### Exercise description
Upon reaching the line containing "Give the picture", output that line and all remaining lines exactly, through the end of the entries, and output nothing before it.
┌─ Provided data
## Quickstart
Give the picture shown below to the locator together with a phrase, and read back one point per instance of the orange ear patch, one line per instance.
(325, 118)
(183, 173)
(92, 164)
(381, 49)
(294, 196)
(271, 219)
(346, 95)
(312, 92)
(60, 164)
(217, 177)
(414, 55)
└─
### Result
Give the picture shown below to the locator together with a phrase, and read back one point per instance of the orange ear patch, one line per instance.
(325, 118)
(183, 173)
(92, 164)
(381, 49)
(294, 196)
(271, 219)
(346, 95)
(312, 92)
(60, 164)
(217, 177)
(414, 55)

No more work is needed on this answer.